Task goal: Rewrite the stretch of the records below from the line containing "of the microphone" through the end of the records, substituting "a single dot" for "one dot" and leaving everything else unchanged.

==== Records to process

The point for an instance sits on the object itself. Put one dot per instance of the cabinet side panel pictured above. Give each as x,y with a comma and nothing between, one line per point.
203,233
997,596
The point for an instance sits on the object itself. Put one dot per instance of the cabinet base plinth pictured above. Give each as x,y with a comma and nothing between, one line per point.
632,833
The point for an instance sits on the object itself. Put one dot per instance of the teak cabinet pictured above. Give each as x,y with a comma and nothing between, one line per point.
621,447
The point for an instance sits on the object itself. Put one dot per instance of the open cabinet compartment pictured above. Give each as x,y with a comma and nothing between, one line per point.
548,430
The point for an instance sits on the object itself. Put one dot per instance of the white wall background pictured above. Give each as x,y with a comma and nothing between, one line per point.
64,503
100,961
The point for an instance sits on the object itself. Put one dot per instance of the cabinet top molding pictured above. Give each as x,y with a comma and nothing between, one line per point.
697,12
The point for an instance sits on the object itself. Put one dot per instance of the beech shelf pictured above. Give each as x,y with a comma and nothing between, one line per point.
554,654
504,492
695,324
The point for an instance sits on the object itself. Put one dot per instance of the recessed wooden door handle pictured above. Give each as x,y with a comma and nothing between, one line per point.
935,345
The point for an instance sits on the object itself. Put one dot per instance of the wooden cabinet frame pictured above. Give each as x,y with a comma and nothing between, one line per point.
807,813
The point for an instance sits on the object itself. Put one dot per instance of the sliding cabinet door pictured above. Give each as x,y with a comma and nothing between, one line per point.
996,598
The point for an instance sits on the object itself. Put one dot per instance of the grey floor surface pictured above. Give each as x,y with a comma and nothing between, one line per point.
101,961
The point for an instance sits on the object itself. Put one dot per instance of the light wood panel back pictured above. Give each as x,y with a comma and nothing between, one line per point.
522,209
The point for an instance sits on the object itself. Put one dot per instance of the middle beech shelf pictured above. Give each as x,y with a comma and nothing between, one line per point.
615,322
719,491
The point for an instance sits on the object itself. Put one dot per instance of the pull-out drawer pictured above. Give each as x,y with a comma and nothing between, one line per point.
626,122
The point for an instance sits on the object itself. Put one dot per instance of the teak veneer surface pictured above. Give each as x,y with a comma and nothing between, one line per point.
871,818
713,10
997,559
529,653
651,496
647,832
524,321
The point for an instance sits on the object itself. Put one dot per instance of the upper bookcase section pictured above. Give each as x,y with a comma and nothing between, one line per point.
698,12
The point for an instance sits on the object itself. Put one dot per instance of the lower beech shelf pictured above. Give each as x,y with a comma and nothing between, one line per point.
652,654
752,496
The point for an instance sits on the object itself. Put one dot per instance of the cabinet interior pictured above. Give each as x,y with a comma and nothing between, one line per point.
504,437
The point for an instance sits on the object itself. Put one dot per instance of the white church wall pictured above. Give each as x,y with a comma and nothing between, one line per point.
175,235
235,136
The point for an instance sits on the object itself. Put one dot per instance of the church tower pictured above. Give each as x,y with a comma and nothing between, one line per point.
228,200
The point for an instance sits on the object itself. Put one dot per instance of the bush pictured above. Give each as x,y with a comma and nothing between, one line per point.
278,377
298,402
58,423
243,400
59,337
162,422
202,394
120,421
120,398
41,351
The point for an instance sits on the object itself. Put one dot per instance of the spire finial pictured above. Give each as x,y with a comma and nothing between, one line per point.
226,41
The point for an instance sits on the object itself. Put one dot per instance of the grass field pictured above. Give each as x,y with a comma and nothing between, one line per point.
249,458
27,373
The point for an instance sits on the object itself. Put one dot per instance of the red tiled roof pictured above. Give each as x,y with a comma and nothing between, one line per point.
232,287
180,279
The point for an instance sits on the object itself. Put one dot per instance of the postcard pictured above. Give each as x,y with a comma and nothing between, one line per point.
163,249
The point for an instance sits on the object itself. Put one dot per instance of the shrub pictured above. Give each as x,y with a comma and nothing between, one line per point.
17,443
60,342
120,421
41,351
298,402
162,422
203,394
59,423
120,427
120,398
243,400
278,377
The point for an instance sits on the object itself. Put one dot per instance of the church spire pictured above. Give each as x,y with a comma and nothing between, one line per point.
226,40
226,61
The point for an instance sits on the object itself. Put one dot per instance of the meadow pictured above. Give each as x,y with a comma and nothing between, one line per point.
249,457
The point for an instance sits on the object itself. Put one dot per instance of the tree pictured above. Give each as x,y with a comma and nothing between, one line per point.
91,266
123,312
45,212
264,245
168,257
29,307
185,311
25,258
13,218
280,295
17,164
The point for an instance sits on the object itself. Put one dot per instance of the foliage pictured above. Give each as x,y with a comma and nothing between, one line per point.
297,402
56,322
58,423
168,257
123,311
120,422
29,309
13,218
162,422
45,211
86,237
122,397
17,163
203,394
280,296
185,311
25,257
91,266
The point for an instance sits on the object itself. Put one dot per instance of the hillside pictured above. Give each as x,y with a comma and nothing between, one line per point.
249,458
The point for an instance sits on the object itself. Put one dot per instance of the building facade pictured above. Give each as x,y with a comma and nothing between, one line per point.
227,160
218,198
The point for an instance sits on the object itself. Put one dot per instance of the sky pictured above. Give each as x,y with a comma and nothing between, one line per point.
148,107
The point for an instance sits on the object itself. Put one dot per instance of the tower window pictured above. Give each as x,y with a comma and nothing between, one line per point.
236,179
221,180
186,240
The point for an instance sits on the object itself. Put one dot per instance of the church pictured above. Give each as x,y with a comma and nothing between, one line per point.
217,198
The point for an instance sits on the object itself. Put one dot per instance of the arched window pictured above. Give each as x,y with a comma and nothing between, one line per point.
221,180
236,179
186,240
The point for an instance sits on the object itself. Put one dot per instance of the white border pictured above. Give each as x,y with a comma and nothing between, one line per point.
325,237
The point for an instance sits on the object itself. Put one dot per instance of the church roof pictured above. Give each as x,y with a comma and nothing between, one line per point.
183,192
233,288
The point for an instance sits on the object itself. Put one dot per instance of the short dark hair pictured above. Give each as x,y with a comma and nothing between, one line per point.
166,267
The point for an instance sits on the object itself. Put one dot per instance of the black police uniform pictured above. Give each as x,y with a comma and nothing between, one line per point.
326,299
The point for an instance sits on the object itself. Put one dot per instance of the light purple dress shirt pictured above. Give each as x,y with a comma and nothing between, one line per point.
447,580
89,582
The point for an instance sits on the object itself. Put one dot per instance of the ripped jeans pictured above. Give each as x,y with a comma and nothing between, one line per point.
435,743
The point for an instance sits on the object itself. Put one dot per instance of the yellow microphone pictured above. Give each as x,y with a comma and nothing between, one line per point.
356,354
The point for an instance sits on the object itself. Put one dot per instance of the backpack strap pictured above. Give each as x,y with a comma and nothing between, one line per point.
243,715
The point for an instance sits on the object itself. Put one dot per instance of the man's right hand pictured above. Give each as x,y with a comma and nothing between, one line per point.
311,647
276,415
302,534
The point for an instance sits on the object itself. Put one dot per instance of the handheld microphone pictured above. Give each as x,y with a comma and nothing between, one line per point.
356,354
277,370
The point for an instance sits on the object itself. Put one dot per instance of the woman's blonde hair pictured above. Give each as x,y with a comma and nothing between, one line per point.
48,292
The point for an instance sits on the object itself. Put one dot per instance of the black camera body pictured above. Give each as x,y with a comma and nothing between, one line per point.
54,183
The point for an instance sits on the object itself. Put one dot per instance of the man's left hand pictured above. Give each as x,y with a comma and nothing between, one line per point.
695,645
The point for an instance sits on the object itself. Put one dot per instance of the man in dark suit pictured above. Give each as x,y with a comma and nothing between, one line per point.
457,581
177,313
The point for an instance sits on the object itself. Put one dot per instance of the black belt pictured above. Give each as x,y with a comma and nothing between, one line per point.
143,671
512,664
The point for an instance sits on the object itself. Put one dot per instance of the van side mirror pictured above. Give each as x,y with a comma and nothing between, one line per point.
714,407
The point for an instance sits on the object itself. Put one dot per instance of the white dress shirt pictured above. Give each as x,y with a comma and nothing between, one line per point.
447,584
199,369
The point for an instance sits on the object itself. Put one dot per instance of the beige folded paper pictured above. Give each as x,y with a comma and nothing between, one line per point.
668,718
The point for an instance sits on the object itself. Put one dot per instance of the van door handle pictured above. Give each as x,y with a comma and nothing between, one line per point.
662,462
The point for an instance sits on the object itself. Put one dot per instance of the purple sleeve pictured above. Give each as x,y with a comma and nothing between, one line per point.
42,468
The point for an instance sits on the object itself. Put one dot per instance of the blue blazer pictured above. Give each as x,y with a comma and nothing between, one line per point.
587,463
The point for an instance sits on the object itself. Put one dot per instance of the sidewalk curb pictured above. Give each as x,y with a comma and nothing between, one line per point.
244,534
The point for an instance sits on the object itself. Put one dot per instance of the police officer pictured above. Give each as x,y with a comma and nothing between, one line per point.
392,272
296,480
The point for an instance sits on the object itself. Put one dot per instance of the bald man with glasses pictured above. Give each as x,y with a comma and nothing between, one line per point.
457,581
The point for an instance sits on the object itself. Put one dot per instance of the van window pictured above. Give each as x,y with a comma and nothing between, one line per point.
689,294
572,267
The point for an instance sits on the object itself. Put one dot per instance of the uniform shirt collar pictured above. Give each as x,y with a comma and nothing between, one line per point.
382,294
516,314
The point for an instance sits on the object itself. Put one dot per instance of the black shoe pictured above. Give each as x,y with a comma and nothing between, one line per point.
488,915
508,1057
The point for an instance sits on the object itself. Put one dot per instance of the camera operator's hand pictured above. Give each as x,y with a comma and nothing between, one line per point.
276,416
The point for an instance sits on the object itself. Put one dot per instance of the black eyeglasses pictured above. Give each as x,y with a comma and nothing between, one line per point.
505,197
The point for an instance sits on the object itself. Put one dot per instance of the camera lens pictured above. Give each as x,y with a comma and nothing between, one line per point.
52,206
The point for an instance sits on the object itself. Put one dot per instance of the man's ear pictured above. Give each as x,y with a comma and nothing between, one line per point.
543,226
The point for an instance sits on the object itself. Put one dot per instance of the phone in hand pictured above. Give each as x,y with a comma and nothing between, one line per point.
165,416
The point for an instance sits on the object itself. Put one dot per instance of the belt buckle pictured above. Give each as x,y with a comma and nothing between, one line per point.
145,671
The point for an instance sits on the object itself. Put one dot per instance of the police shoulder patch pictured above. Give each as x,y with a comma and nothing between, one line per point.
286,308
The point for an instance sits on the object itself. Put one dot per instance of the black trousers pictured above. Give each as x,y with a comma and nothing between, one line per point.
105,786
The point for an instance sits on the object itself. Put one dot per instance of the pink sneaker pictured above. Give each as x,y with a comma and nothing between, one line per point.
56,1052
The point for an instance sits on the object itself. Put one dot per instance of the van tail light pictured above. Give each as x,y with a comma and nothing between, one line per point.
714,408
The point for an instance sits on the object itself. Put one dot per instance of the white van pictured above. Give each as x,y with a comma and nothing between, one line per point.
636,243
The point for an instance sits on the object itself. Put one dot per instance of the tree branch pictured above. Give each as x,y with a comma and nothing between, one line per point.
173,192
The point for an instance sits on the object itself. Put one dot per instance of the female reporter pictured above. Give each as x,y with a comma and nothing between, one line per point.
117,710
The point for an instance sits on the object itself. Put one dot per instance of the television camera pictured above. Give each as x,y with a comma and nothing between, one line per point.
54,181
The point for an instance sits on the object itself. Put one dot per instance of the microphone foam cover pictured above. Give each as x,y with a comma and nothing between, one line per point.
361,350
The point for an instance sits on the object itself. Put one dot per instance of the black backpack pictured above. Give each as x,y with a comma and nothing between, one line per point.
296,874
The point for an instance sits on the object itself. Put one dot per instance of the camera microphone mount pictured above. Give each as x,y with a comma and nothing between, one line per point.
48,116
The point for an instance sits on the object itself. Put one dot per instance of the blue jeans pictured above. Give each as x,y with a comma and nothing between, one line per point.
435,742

========

Task response:
The point for an instance sits on the object itself. Put a single dot per instance of the microphone foam cover pictured above. Give each as x,y with a comma and nothing between, one line per point.
361,350
The point for an instance sits on the object itself. Put a single dot per instance of the black backpack pictured above. Give each as x,y with a comma and nothing between, one line per point.
296,874
The point for an instance sits on the object itself. Put a single dot per instance of the camera microphone mount pictured above. Give each as x,y with a comma and nothing between, one line per point.
48,116
The point for an instance sits on the object itself. Put a single dot per instance of the blue jeans pictured above. Give each as x,y with a comma and nothing between, one line per point.
435,742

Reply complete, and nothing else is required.